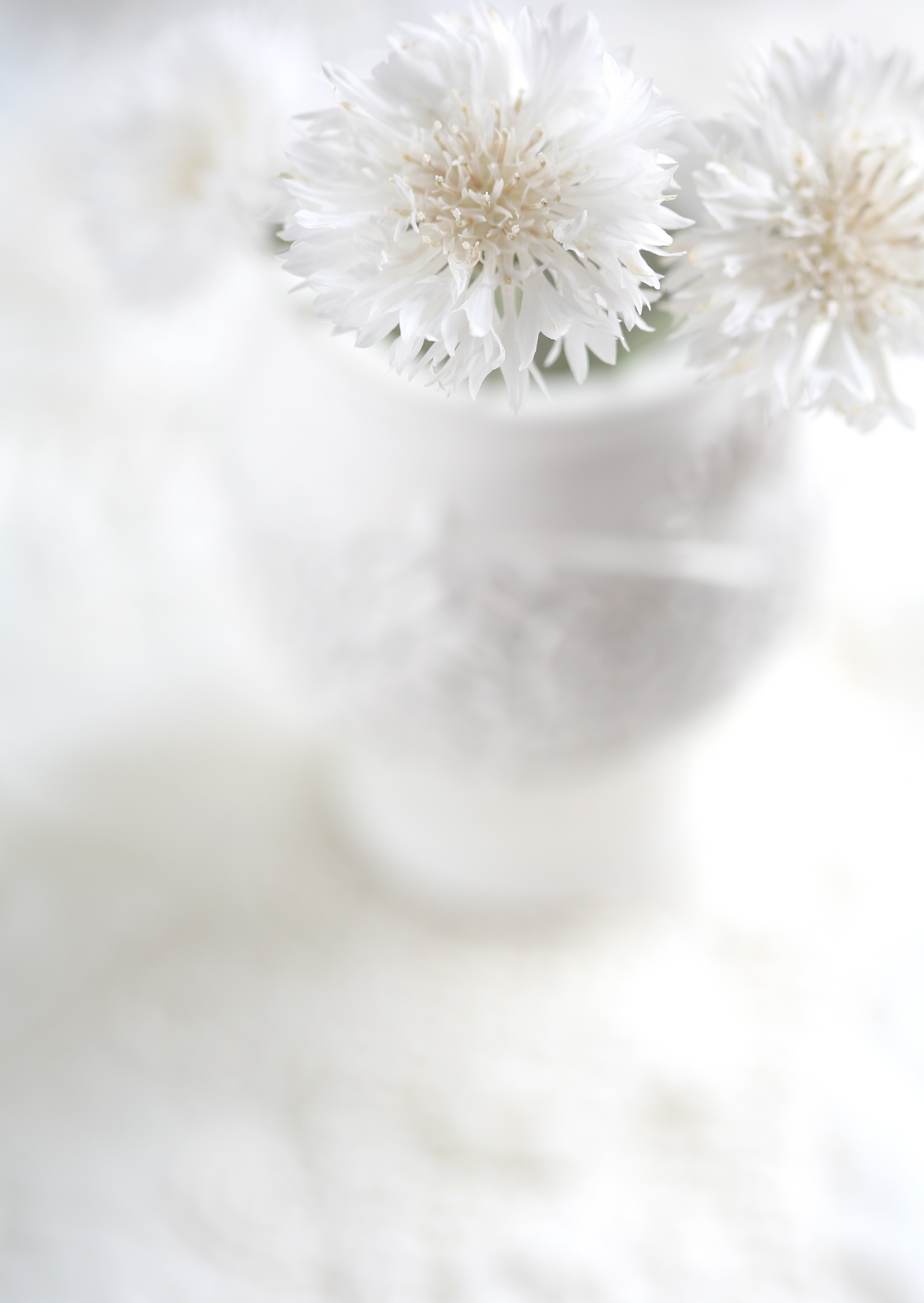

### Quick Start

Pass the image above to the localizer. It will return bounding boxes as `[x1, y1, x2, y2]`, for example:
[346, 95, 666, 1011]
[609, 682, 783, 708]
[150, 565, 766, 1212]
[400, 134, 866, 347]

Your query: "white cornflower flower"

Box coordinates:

* * * * *

*Exercise instructions*
Please put every line of the material above into a numbered list, skipping the blank lines and leaving the picture out.

*Exercise output*
1. ### Quick Start
2. Pass the image above to the localizer. It will return bounding boxes as `[x1, y1, x2, y2]`, for example:
3. [346, 95, 666, 1011]
4. [609, 682, 783, 708]
5. [150, 565, 766, 1212]
6. [400, 134, 866, 347]
7. Your query: "white cornflower flower"
8. Box coordinates:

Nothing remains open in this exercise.